The problem: Restate all of the entries exactly, each line as it stands.

Information shown:
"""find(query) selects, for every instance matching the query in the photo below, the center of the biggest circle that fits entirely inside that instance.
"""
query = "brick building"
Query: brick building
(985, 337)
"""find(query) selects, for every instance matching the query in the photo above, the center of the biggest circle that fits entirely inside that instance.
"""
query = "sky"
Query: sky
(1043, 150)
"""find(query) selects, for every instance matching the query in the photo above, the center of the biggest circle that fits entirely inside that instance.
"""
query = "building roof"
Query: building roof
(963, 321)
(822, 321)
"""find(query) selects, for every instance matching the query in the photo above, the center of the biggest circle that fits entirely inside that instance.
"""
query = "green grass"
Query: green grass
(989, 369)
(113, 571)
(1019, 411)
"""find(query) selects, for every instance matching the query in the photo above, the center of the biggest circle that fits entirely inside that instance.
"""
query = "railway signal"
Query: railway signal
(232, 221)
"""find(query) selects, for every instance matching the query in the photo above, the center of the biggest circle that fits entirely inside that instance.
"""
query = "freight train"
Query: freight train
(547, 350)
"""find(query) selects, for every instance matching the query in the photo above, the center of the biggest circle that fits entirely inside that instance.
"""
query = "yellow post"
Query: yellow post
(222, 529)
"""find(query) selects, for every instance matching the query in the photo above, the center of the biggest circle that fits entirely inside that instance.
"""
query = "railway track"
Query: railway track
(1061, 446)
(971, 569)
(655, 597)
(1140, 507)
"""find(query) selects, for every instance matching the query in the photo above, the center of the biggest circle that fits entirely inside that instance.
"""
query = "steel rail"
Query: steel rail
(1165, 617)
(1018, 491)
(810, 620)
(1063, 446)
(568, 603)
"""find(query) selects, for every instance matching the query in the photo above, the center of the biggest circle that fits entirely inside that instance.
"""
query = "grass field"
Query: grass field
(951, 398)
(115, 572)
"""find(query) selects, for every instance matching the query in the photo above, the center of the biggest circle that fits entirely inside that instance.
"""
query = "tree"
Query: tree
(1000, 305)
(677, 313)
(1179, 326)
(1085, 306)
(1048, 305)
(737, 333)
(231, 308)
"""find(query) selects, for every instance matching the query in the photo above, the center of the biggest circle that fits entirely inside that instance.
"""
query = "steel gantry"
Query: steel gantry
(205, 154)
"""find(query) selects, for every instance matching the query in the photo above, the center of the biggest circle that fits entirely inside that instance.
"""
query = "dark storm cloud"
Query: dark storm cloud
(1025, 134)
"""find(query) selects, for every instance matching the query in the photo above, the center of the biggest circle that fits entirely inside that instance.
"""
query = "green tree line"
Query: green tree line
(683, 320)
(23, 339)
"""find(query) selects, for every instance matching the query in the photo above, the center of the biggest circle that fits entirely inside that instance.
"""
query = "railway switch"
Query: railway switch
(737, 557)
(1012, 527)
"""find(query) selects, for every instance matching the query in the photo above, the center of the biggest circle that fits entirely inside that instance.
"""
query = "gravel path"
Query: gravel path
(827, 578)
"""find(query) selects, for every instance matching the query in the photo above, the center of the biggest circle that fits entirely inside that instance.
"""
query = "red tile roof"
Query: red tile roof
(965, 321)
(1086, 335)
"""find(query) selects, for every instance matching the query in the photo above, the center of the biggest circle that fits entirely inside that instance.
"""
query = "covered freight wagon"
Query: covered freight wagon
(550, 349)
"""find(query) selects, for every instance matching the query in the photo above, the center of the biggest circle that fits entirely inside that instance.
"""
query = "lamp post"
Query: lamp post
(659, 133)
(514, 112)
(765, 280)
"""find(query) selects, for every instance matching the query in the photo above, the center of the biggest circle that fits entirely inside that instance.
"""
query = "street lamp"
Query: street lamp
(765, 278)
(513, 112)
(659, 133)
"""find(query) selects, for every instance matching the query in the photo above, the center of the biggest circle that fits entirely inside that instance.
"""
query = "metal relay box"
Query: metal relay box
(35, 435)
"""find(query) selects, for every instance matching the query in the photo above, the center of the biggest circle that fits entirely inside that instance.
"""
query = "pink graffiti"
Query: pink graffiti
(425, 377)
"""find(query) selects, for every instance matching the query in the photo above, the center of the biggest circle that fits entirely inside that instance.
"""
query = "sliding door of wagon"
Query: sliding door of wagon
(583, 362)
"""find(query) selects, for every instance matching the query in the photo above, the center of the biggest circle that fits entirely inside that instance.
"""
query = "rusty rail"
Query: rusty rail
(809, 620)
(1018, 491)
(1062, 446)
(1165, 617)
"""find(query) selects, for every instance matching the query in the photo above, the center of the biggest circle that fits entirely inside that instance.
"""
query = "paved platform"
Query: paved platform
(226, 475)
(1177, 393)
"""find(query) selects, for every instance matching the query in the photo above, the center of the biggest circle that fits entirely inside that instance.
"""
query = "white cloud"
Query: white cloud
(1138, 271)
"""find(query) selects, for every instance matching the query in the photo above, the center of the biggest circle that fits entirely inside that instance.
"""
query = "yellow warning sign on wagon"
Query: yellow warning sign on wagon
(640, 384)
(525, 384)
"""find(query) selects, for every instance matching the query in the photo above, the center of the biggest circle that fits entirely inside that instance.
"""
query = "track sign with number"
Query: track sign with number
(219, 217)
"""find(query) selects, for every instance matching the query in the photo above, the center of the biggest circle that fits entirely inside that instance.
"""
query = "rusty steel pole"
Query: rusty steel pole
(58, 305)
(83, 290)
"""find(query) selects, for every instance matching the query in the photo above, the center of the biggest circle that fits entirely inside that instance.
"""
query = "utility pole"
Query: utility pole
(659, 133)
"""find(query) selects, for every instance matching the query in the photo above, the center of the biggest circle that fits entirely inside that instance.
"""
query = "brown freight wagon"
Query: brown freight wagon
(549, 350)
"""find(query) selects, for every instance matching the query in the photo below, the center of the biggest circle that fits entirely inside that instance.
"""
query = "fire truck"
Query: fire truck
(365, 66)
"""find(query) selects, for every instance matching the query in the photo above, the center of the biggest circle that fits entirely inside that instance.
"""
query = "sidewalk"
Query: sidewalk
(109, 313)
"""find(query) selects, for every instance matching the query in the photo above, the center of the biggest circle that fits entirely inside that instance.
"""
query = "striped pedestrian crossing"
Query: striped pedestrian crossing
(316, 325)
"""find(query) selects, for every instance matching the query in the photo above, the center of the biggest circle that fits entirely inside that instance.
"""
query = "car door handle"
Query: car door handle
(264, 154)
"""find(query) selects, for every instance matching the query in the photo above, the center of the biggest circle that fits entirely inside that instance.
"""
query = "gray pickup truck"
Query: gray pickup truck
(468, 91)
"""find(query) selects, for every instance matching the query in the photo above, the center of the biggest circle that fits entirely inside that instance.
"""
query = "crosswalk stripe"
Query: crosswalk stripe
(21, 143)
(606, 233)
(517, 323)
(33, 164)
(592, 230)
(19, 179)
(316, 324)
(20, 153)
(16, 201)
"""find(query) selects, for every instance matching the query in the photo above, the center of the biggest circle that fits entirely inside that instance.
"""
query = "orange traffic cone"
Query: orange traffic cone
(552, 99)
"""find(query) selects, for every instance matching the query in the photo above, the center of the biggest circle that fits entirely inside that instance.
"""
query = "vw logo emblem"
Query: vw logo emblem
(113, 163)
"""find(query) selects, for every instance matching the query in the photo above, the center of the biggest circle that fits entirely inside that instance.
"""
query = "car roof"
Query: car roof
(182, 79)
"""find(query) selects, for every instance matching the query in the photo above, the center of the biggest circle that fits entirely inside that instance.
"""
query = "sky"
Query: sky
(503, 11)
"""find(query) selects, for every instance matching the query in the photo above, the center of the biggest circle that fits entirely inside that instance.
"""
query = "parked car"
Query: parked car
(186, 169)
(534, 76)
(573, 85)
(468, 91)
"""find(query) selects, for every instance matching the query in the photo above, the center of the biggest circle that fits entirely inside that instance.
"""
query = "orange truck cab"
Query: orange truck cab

Reply:
"""find(query) selects, for every instance matching the query in the photo below, the center of the biggest circle that fits entirely inside that instance.
"""
query = "brick building"
Query: brick building
(985, 337)
"""find(query) selects, for every instance matching the query in the photo above, the center of the biggest circle that fits entirely inside that instance.
"""
query = "sky"
Query: sky
(1043, 150)
"""find(query) selects, for every instance matching the query in the photo above, the center of the biggest circle that fits entirely inside that instance.
"""
query = "building roof"
Query: building roof
(963, 321)
(822, 321)
"""find(query) selects, for every instance matching the query in the photo above, the center of the biggest circle that fits entirely inside that instance.
"""
query = "green grass"
Query: green grass
(989, 369)
(113, 571)
(1019, 411)
"""find(query) selects, for every instance matching the query in the photo above, the center of the biggest circle that fits entirely inside that instance.
"""
query = "railway signal"
Query: railway signal
(232, 221)
"""find(query) selects, for every instance matching the query in the photo above, the center of the biggest circle that fits entirely inside that instance.
"""
query = "freight train"
Query: freight train
(547, 350)
"""find(query) selects, for every instance matching the query in the photo above, the center of the biggest circle that fits entirely inside that instance.
"""
query = "yellow post"
Query: yellow post
(222, 529)
"""find(query) selects, for every instance matching the query in the photo above, the center of the biggest circle that fits entirely inside that instance.
"""
query = "railway track"
Query: railway track
(1061, 446)
(971, 569)
(655, 597)
(1140, 507)
"""find(query) selects, for every instance matching the query in the photo above, the center of the biggest circle that fits entirely inside that instance.
"""
query = "steel rail"
Query: steel rail
(1165, 617)
(1018, 491)
(810, 620)
(1063, 446)
(568, 603)
"""find(query) selects, for every instance matching the query in the photo above, the center of the biggest circle that fits entirely inside that instance.
"""
query = "grass field"
Query: grass field
(951, 398)
(115, 572)
"""find(query) selects, for every instance matching the query in the photo above, the center of the biggest circle that fits entirely inside that instance.
"""
query = "tree"
Query: tree
(1000, 305)
(677, 313)
(1179, 326)
(1085, 306)
(1048, 305)
(737, 333)
(231, 308)
"""find(query) selects, for every instance matching the query in the photo above, the center of the biggest circle that fits entirely inside that instance.
"""
query = "steel gantry"
Query: steel gantry
(205, 154)
"""find(query) selects, for every instance matching the query in the photo above, the center of the biggest circle that fits entirely inside that instance.
"""
query = "dark storm cloud"
Query: dark storm cloud
(1025, 134)
"""find(query) selects, for every instance matching the query in the photo above, the center of the biggest circle that fits entirely inside that instance.
"""
query = "green tree line"
Query: green tree line
(683, 320)
(23, 339)
"""find(query) selects, for every instance matching the query in the photo above, the center of the biggest circle that fits entirely inside that instance.
"""
query = "railway switch"
Query: railway switch
(737, 557)
(1012, 527)
"""find(query) selects, for every instance matching the query in the photo above, the center of the biggest circle that fits entirely inside that instance.
"""
query = "gravel path"
Query: gravel path
(827, 578)
"""find(query) selects, for every instance matching the query in the photo above, the center of the biggest circle that fits entirely inside that instance.
"""
query = "red tile roof"
Query: red tile roof
(965, 321)
(1086, 335)
"""find(query) selects, for every instance matching the query in the photo above, the center of the biggest circle that fits entirely inside that instance.
"""
query = "covered freight wagon"
Query: covered freight wagon
(550, 349)
"""find(query) selects, for every instance matching the query in the photo above, the center of the biggest circle that fits entirely inside that instance.
"""
query = "lamp post"
Query: lamp post
(659, 133)
(514, 112)
(765, 280)
"""find(query) selects, for every instance matching the query in the photo above, the center of the biggest circle that fits entirely inside that instance.
"""
query = "street lamp"
Query: street lamp
(765, 278)
(513, 112)
(659, 133)
"""find(query) selects, for every instance matching the query in the photo above, the center of the biggest circle that fits entirely inside that instance.
"""
query = "metal relay box"
Query: metal relay box
(35, 435)
"""find(query) selects, for every instance matching the query in the photo above, the center of the biggest circle that fits entirely inside that instance.
"""
query = "pink graffiti"
Query: pink graffiti
(425, 377)
"""find(query) selects, for every instance matching the query in the photo above, the center of the biggest circle that fits entirely inside that instance.
"""
query = "sliding door of wagon"
Query: sliding door of wagon
(583, 362)
"""find(query) selects, for every instance matching the query in the photo above, the center of the biggest circle that fits entirely inside that instance.
"""
query = "rusty rail"
Query: rusty rail
(809, 620)
(1018, 491)
(1062, 446)
(1165, 617)
"""find(query) selects, for every instance matching the query in the photo above, the center of the biggest circle that fits entirely inside that instance.
"""
query = "paved platform"
Query: paved platform
(226, 475)
(1177, 393)
"""find(query) selects, for every instance matching the query in the photo above, the center of the biggest circle that fits entirely inside that instance.
"""
query = "white cloud"
Query: white cloud
(1138, 271)
"""find(query) selects, for every instance matching the query in the photo above, the center of the biggest circle that fits entirely inside that instance.
"""
query = "yellow warning sign on wagon"
Query: yellow warning sign on wagon
(640, 384)
(525, 384)
"""find(query) selects, for every instance matching the query in the photo above, the center of the biggest circle that fits entirely inside that instance.
"""
query = "track sign with number"
Query: track sign with number
(219, 217)
"""find(query) selects, for every instance matching the query in the photo above, the center of the biggest circle that fits entirely inside that instance.
"""
query = "rusty steel pole"
Query: rusty steel pole
(58, 305)
(83, 290)
"""find(query) selects, for every instance matching the query in the photo above, the center of the biggest circle that fits entirely inside that instance.
"""
query = "utility pole"
Query: utility pole
(659, 133)
"""find(query) selects, for every instance matching the query in the photo above, the center of the biggest circle that fits entirely inside that instance.
"""
query = "brown freight wagon"
Query: brown freight wagon
(549, 350)
"""find(query) selects, for every instance matching the query in the photo below, the center of the biggest circle that fits entirely inside that instance.
"""
query = "fire truck"
Query: fire truck
(365, 66)
"""find(query) selects, for every instance matching the query in the photo above, the center of the biggest circle that fits entirely inside that instance.
"""
query = "sidewalk"
Query: sidewalk
(109, 313)
"""find(query) selects, for every instance matching the query in the photo above, the center of the biggest circle that fits entirely inside that instance.
"""
query = "striped pedestrian crossing"
Query: striped pedestrian crossing
(316, 325)
"""find(query) selects, for every instance matching the query in the photo above, the center of the biggest circle that fits entirely inside that instance.
"""
query = "car door handle"
Query: car door handle
(264, 154)
"""find(query) selects, for every instance matching the query in the photo above, the center of the biggest circle that fits entirely inside that instance.
"""
query = "gray pickup truck"
Query: gray pickup truck
(468, 91)
"""find(query) selects, for every instance matching the query in the photo above, the center of the biggest circle that fits entirely inside that instance.
"""
query = "crosswalk stripe"
Query: crosswalk stripe
(21, 143)
(606, 233)
(517, 323)
(33, 164)
(592, 230)
(19, 179)
(316, 324)
(20, 153)
(16, 201)
"""find(query) selects, for every instance matching the query in the photo above, the center of the biggest circle that fits entirely inside that instance.
"""
query = "orange traffic cone"
Query: orange traffic cone
(552, 99)
"""find(query) selects, for every instance matching the query in the photo above, the center of the biggest circle that fits entirely inside that instance.
"""
query = "vw logo emblem"
Query: vw logo emblem
(113, 163)
"""find(query) selects, for every instance matching the query in the photo above, the center of the biggest circle that fits entirely inside that instance.
"""
query = "car roof"
Query: car roof
(182, 79)
"""find(query) selects, for every instance matching the query in the photo above, the center of the biggest circle that fits entirely inside that instance.
"""
query = "sky"
Query: sky
(503, 11)
"""find(query) selects, for every instance matching the query in the photo above, the center of the biggest circle that fits entirely inside that instance.
"""
query = "parked car"
Query: parked car
(186, 169)
(534, 76)
(573, 85)
(468, 91)
"""find(query) selects, for every instance matching the query in the photo above, the center of the biggest circle that fits entirely inside that instance.
"""
query = "orange truck cab"
Query: orange truck cab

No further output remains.